TASK BRIEF:
Reproduce exactly the lines that run from the start of the records below to the line with "Could you please outline every instance of the canopy", inclusive.

####################

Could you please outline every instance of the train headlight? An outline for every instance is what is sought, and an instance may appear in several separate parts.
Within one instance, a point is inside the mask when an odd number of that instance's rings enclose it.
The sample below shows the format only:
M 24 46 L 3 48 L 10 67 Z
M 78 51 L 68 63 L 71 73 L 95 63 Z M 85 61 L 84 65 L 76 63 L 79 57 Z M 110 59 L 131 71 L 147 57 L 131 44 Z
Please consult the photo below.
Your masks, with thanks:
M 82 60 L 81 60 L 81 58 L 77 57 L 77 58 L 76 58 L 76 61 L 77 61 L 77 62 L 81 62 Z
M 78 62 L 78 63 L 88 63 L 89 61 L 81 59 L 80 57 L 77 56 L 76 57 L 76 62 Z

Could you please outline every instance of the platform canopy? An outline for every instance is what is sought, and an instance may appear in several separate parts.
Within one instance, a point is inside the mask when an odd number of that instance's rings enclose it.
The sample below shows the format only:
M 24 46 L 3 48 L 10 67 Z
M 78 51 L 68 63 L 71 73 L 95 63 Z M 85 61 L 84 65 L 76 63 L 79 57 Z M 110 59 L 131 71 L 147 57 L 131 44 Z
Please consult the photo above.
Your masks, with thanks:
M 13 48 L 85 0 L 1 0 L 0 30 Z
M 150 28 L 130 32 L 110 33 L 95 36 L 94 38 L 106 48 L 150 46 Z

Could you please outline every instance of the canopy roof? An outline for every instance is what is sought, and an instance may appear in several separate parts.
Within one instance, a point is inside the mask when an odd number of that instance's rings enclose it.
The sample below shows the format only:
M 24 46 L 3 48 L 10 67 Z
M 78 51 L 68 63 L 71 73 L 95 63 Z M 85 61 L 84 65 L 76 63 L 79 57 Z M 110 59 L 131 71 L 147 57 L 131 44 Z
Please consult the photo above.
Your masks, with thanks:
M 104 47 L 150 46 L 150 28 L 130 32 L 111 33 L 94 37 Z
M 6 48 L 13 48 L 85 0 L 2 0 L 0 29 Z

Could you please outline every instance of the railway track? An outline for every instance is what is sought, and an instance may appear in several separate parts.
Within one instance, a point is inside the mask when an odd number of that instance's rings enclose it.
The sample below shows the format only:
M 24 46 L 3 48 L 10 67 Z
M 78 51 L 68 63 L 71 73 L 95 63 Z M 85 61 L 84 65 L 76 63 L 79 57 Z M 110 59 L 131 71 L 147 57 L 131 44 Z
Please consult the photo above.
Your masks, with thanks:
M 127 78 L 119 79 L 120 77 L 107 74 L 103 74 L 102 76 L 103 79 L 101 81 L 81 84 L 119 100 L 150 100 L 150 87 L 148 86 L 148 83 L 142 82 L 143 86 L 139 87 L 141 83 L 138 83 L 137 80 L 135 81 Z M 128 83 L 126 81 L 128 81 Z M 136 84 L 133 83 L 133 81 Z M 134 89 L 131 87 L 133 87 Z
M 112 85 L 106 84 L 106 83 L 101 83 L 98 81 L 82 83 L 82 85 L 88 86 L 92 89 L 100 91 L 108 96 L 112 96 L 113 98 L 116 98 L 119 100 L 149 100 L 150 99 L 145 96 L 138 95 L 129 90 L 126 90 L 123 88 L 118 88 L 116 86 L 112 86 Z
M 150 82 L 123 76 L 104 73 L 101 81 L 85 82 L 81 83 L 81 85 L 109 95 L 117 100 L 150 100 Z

####################

RESULT OF THE EXERCISE:
Could you please outline every instance of the train headlight? An outline for every instance is what is sought, and an instance may appear in several separate parts.
Within one instance, a point is inside the mask when an odd number of that instance's rings enclose it.
The sample below shows the format only:
M 24 46 L 3 48 L 10 67 Z
M 78 51 L 68 63 L 71 73 L 95 63 Z M 85 61 L 84 65 L 76 63 L 79 57 Z M 110 59 L 131 71 L 147 57 L 131 44 Z
Please consult the photo below.
Your masks, with thanks:
M 82 60 L 81 60 L 81 58 L 77 57 L 77 58 L 76 58 L 76 61 L 77 61 L 77 62 L 81 62 Z
M 78 62 L 78 63 L 88 63 L 89 61 L 81 59 L 80 57 L 77 56 L 76 57 L 76 62 Z

Could you please outline every instance of the platform canopy? An outline for every instance is what is sought, and an instance may appear in several separate parts.
Within one instance, a point is inside the mask when an odd number of that instance's rings enclose it.
The sample below shows the format only:
M 24 46 L 3 48 L 10 67 Z
M 78 51 L 68 63 L 71 73 L 95 63 Z M 85 61 L 84 65 L 76 63 L 79 57 Z M 110 59 L 131 71 L 147 57 L 131 44 Z
Please consult the photo above.
Your masks, with thanks:
M 13 48 L 85 0 L 1 0 L 0 30 Z
M 150 28 L 130 32 L 110 33 L 95 36 L 94 38 L 106 48 L 150 46 Z

Could you please outline every instance of the canopy roof? An outline for every instance is what is sought, and an instance may appear in several separate parts.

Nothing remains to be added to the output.